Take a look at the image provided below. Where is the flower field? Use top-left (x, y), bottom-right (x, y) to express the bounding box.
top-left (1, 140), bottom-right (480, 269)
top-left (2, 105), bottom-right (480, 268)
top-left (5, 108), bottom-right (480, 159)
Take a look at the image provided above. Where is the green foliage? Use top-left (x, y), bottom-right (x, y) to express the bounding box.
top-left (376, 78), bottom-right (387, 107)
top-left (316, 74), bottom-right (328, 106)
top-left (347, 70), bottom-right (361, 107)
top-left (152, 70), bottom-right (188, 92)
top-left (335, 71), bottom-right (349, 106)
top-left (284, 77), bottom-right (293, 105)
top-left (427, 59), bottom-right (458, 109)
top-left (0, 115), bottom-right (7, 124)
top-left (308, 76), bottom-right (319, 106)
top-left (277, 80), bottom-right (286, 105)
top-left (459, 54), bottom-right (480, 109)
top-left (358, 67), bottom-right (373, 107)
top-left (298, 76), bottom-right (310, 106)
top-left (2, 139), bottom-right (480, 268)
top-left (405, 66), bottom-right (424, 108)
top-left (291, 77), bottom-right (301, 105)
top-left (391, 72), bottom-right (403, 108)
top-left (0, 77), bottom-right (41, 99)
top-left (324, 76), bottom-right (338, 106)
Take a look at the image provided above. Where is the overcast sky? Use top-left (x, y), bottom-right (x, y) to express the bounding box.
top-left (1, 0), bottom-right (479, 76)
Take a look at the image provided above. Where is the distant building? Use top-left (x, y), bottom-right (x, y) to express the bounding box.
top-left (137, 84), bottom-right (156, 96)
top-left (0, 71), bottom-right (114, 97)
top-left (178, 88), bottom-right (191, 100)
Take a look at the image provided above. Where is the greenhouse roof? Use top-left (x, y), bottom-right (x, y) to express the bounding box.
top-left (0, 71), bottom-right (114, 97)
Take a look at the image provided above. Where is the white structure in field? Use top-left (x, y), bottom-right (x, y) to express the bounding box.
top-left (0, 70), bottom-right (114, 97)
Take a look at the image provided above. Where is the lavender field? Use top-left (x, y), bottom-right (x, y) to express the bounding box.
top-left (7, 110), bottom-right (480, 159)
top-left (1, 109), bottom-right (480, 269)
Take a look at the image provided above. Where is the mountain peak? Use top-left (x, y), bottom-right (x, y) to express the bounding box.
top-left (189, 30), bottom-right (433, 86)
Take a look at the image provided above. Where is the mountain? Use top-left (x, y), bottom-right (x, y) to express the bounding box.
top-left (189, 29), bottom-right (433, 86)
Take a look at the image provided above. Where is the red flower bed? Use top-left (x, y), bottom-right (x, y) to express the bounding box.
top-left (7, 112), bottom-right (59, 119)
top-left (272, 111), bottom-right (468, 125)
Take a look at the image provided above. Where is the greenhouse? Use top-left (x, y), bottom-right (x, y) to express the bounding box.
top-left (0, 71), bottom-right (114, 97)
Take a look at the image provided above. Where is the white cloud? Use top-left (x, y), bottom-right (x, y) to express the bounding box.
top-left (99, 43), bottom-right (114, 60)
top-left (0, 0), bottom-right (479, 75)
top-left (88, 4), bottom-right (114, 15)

- **TASK DESCRIPTION**
Every record, from top to bottom, must be transcribed exactly.

- **SOLUTION TO THIS TASK**
Take a look at the image provided below. Where is the flower field? Use top-left (x, y), bottom-right (x, y) to express the bounding box.
top-left (1, 140), bottom-right (480, 269)
top-left (2, 105), bottom-right (480, 268)
top-left (5, 108), bottom-right (480, 159)
Take a look at the image provided above. Where is the green foliage? Use top-left (x, y), bottom-right (x, y) to express the bounding box.
top-left (376, 78), bottom-right (387, 107)
top-left (316, 74), bottom-right (328, 106)
top-left (347, 70), bottom-right (361, 107)
top-left (152, 70), bottom-right (188, 92)
top-left (335, 71), bottom-right (349, 106)
top-left (284, 77), bottom-right (293, 105)
top-left (427, 59), bottom-right (458, 109)
top-left (0, 115), bottom-right (7, 124)
top-left (308, 76), bottom-right (319, 106)
top-left (277, 80), bottom-right (286, 105)
top-left (459, 54), bottom-right (480, 109)
top-left (358, 67), bottom-right (373, 107)
top-left (298, 76), bottom-right (310, 106)
top-left (2, 139), bottom-right (480, 268)
top-left (405, 66), bottom-right (424, 108)
top-left (291, 77), bottom-right (301, 105)
top-left (391, 72), bottom-right (403, 108)
top-left (0, 77), bottom-right (41, 99)
top-left (324, 76), bottom-right (338, 106)
Take a look at the image provided above. Where is the overcast sky? Use top-left (x, y), bottom-right (x, y) to express the bounding box.
top-left (1, 0), bottom-right (479, 76)
Take a look at the image provided above. Where is the distant building? Use top-left (x, y), bottom-right (x, y) to express the bounding box.
top-left (137, 84), bottom-right (156, 96)
top-left (0, 71), bottom-right (114, 97)
top-left (178, 88), bottom-right (191, 100)
Take a look at the image provided above. Where is the greenhouse roof? Use top-left (x, y), bottom-right (x, y) to express the bounding box.
top-left (0, 71), bottom-right (114, 97)
Take a look at the image provided above. Where is the white structure in field? Use top-left (x, y), bottom-right (x, y) to express the bounding box.
top-left (0, 70), bottom-right (114, 97)
Take a look at the image provided above. Where is the lavender field? Use top-left (x, y), bottom-right (x, y) to express the bounding box.
top-left (7, 110), bottom-right (480, 159)
top-left (1, 109), bottom-right (480, 269)
Take a look at the image provided above. Where is the mountain peak? Use top-left (x, y), bottom-right (x, y) to express the bounding box.
top-left (189, 30), bottom-right (433, 86)
Take a look at the image provided above. Where is the mountain? Use top-left (x, y), bottom-right (x, y) to express the bounding box.
top-left (189, 29), bottom-right (433, 86)
Take a look at the image provided above. Where is the red flower bed? Use top-left (x, y), bottom-right (x, y) to express the bounding box.
top-left (7, 112), bottom-right (59, 119)
top-left (272, 111), bottom-right (468, 125)
Take a look at the image provided above. Where is the greenhouse? Use top-left (x, y), bottom-right (x, y) to express the bounding box.
top-left (0, 71), bottom-right (114, 97)
Take a look at the image provided above. Where is the white cloud? Use top-left (x, y), bottom-right (x, y) to express the bounding box.
top-left (99, 43), bottom-right (114, 60)
top-left (0, 0), bottom-right (479, 75)
top-left (88, 4), bottom-right (114, 15)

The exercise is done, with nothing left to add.